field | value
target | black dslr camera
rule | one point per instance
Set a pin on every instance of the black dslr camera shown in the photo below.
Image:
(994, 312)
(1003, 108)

--

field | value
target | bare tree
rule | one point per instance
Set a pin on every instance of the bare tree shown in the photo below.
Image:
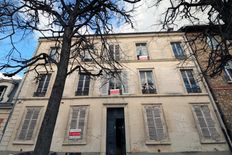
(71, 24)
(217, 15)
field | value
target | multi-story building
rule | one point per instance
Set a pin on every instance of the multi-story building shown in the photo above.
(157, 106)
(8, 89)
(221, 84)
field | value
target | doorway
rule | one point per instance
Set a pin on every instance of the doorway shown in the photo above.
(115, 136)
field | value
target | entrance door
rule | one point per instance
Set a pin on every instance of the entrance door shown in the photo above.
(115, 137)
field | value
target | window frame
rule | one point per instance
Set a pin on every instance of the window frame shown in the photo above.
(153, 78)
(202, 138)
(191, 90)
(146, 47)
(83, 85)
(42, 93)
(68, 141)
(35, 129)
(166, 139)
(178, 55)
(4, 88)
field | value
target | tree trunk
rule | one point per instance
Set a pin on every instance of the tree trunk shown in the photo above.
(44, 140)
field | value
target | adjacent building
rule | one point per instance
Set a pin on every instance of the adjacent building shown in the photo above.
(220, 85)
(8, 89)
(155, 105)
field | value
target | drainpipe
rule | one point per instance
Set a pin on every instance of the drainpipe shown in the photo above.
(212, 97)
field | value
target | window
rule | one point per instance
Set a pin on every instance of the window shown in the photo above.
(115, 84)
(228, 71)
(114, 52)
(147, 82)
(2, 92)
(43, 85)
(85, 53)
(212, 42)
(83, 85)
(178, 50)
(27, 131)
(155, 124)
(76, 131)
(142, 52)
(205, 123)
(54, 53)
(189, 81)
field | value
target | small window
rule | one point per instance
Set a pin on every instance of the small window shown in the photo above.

- _Exercise objective_: Which lines in the items above contain the word "small"? Copy out each of those lines.

- _Answer for the task_:
target | small window
Set a pin on every instance of the small window shown in the photo above.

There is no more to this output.